[Items from a data source]
▶
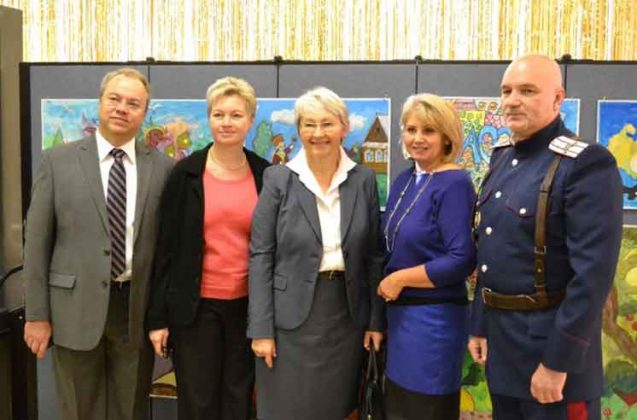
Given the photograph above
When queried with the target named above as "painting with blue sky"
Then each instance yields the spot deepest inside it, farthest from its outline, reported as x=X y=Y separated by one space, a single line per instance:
x=617 y=131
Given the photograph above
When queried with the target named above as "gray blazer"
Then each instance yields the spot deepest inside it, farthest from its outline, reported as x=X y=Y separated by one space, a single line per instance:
x=286 y=250
x=67 y=256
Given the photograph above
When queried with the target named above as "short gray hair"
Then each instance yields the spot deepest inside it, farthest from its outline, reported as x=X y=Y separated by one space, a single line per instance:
x=321 y=99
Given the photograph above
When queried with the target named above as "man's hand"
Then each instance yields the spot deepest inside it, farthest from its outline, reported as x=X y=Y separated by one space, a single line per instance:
x=478 y=349
x=37 y=335
x=547 y=385
x=159 y=338
x=374 y=337
x=266 y=348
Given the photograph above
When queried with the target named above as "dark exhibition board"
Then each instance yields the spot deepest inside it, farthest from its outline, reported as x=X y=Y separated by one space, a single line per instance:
x=396 y=80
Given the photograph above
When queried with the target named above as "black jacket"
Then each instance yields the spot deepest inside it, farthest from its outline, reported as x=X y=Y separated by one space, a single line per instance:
x=176 y=279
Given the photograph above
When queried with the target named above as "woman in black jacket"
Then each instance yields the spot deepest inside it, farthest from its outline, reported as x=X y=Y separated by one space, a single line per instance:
x=200 y=283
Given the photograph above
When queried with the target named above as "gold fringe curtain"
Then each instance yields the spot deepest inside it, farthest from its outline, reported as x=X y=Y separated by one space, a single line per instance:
x=246 y=30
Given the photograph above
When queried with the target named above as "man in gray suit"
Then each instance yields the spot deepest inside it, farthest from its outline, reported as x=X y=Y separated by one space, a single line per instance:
x=90 y=237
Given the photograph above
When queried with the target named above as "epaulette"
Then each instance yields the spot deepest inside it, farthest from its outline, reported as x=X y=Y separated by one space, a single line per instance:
x=503 y=142
x=568 y=147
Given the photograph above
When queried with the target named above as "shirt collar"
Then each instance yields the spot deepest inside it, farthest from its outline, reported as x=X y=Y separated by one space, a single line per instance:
x=299 y=165
x=104 y=148
x=541 y=138
x=418 y=170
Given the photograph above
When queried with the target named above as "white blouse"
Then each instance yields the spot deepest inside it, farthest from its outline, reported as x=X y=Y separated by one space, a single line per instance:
x=329 y=207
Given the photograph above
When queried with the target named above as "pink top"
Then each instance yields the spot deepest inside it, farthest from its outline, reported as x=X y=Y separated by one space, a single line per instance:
x=229 y=205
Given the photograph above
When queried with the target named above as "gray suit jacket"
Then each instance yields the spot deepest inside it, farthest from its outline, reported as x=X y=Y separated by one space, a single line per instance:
x=67 y=257
x=286 y=250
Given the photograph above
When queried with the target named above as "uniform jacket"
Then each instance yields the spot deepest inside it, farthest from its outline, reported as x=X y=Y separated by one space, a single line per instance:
x=67 y=257
x=583 y=238
x=176 y=283
x=286 y=250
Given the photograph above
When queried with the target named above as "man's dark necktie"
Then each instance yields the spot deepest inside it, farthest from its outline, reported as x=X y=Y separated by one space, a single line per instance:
x=116 y=206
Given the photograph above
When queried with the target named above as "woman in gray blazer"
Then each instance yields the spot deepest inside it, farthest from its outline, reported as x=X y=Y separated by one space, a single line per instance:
x=315 y=264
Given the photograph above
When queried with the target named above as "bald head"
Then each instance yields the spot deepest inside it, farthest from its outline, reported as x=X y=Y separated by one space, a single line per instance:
x=532 y=94
x=545 y=67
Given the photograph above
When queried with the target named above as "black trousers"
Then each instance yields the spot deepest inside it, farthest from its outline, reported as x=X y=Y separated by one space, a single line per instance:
x=511 y=408
x=403 y=404
x=214 y=365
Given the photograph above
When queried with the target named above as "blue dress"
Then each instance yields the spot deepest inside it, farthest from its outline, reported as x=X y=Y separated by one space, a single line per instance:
x=430 y=225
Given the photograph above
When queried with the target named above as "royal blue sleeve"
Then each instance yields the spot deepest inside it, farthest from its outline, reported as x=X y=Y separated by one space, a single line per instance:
x=454 y=223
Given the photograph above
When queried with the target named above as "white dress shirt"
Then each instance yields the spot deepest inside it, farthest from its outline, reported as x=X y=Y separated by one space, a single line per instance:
x=106 y=161
x=329 y=207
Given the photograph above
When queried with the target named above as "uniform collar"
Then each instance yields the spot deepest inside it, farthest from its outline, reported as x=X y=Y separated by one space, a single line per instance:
x=542 y=138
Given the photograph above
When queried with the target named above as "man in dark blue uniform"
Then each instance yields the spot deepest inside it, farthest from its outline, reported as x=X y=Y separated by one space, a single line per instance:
x=548 y=225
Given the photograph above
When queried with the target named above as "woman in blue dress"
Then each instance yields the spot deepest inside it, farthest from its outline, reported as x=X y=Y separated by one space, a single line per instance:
x=429 y=254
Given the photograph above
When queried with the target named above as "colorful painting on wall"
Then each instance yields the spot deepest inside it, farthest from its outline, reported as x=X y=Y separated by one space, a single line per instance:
x=179 y=127
x=617 y=130
x=483 y=125
x=619 y=338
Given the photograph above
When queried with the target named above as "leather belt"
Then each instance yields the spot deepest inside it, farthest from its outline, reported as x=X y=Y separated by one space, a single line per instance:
x=119 y=285
x=331 y=275
x=532 y=302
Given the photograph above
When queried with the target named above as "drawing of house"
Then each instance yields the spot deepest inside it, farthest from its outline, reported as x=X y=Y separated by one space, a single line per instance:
x=375 y=148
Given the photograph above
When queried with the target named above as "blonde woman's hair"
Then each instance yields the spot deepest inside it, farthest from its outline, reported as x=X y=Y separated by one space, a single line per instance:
x=432 y=110
x=228 y=86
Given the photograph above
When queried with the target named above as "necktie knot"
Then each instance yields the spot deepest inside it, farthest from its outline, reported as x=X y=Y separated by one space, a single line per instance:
x=118 y=154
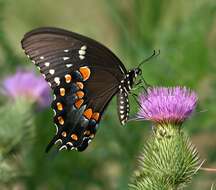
◀
Work to complete: Pictures aside, restate all of the entries exactly.

Answer to the problem:
Given the photograph above
When queried with the target named above as "painting with blue sky"
Then each instance yields the spot deepest inside it, farthest from its outline, reported as x=X y=Y separated by one space, a single line per instance:
x=617 y=131
Given the photograph above
When queried with the target named above as "gray blazer"
Then each instance yields the spot deepest inside it, farthest from its outline, reported as x=X y=Y separated by one space, a single line per instance:
x=286 y=250
x=67 y=256
Given the photograph above
When queried with the target named above as "short gray hair"
Then each instance yields the spot deepest inside it, farthest from its outline, reported as x=X y=Y separated by one space, a single line per instance:
x=321 y=99
Given the photograph above
When queried with the target named above as "man's hand"
Then each instance yields the spot deepest inside it, farthest from its outline, reported as x=X y=Y separated by one space, a single line per instance:
x=478 y=349
x=37 y=335
x=547 y=385
x=159 y=338
x=374 y=337
x=266 y=348
Given the photograph above
When queried with the target named above as "dark exhibition board"
Then each instance yields the spot deepest inside it, farthest from its outline, reported as x=X y=Y separated by one space, a single line per instance:
x=396 y=80
Given the photograph above
When queried with the target named above as "black jacket"
Then each instance yields the spot deepest inside it, farthest from its outline, reported as x=X y=Y separated by one space, a single line per instance:
x=176 y=279
Given the photograph above
When queried with the target named above as "woman in black jacket"
Then each instance yields the spot deepest inside it, farthest from its outline, reported as x=X y=Y separated by one space, a single line per instance:
x=200 y=283
Given the photograph above
When queried with the target named above as "gold fringe curtain"
Then each instance yields the spot deepest inside it, farthest from its outline, reported as x=X y=Y separated by one space, a single line per instance:
x=246 y=30
Given the photograph above
When queried with the target named above as "man in gray suit"
Then each instance yields the spot deepest inside it, farthest from its outline, reported as x=X y=Y separated by one space, a single line per instance:
x=90 y=237
Given the photograph above
When queried with the target named above as "epaulette"
Then each instance yields the spot deepest inside it, farthest from its outline, reported as x=X y=Y separated by one space, a single line per instance:
x=503 y=142
x=568 y=147
Given the photograph above
When queried with the target named above as "shirt collar"
Then each instance yields the spot deepest inside it, farthest from its outline, reported as x=X y=Y separated by one space, a single line per instance:
x=299 y=165
x=104 y=148
x=541 y=138
x=418 y=170
Given the photograph above
When queried with the target named above as "white blouse"
Then each instance yields the spot deepest inside it, farthest from its outline, reported as x=X y=Y separated by one space, a single line per instance:
x=329 y=207
Given the photograph above
When queried with the target named above as "pink top"
Then each instance yields the spot deepest inside it, farthest from its outline, reported as x=X y=Y separated by one space, a single line per instance:
x=229 y=205
Given the photograph above
When queried with the target named above as "gray suit jacket"
Then each instance yields the spot deepest inside it, farthest from its outline, reported as x=X y=Y separated by one space, a single line per instance:
x=67 y=257
x=286 y=250
Given the photograph above
When queried with the target named above as "uniform jacket"
Then each instance yields the spot deepest inside it, farthest from its outline, reported as x=X y=Y separated by one space, a single line per instance:
x=67 y=257
x=583 y=238
x=176 y=283
x=286 y=250
Given the photograph above
When queried with the target named above as "man's dark necktie"
Then each instance yields the spot deepest inside it, farthest from its outline, reported as x=X y=Y separated by one space, a single line per instance:
x=116 y=206
Given the photograph above
When queried with the target named above as "woman in gray blazer"
Then each instance yields the spot deepest inside it, farthest from its outline, reported as x=X y=Y separated by one space, a single line per instance:
x=315 y=264
Given the photograph above
When queried with the target named above as "bald head"
Then each instance yields the spot deepest inside it, farthest from its outline, reported as x=X y=Y separated by one space, a single line per instance:
x=532 y=94
x=545 y=67
Given the photograph above
When queried with the target named above as "black trousers"
Then each instance yields the spot deepest inside it, farthest from its outline, reported as x=X y=Y separated by one space, a single line per instance:
x=511 y=408
x=403 y=404
x=214 y=365
Given the photograph above
When queried with the target named above as "blue dress"
Then each instance yields the spot deepest inside it, farthest from its outline, reported as x=X y=Y separated by one space, a single line per instance:
x=430 y=225
Given the photograph above
When queried with the target named above as "royal blue sleeve"
Then each instance yields the spot deepest inside it, farthest from its outline, reported as x=X y=Y separated by one space, a single line per instance:
x=454 y=223
Given the photograph above
When queried with the target named above as "white dress shirt"
Then each instance yields the spot deepest inside it, farthest from its outline, reported as x=X y=Y separated by one space, a single line per instance:
x=106 y=161
x=329 y=207
Given the photograph above
When queried with the target named above as "uniform collar"
Then each instance yields the spot deepest inside it, farthest from its outline, reported as x=X y=Y separated by one space, a single line per instance:
x=542 y=138
Given the photograph above
When queried with the target named above as "man in dark blue uniform"
Then each instance yields the spot deepest inside it, farthest from its outline, reported as x=X y=Y separated by one space, a single line per instance:
x=548 y=225
Given the photograph above
When queried with the target named above as "woman in blue dress"
Then each instance yields the spot deepest inside it, farthest from its outline, reported as x=X y=Y separated by one space, a single line per instance:
x=429 y=254
Given the photograph above
When queried with the target named above as "colorful painting on wall"
Then each instance yields the spot deepest inside it, farthest from its outline, reported as x=X y=Y separated by one space, a single line per instance:
x=179 y=127
x=617 y=130
x=483 y=125
x=619 y=338
Given the photograph above
When queried with the target named above as "leather belt"
Then each instance yields the spot deepest inside it, farthest from its outline, reported as x=X y=Y separated by one space, a single line per instance:
x=119 y=285
x=331 y=275
x=532 y=302
Given the photograph above
When queried with the target named above as "drawing of house"
Then each instance yields the spot deepest inside it, farthest from its outline, reported as x=X y=Y separated by one space, a single line per instance:
x=375 y=148
Given the photograph above
When queried with the target named above as "blonde woman's hair"
Then each instance yields the spot deepest inside it, farthest from its outline, reported as x=X y=Y separated by one space, a single line per instance:
x=432 y=110
x=228 y=86
Given the photograph above
When queried with the target named above as "necktie knot"
Then each instance yields the spot deepest inside it, farthest from its outline, reported as x=X y=Y separated by one space, a single line per instance:
x=118 y=154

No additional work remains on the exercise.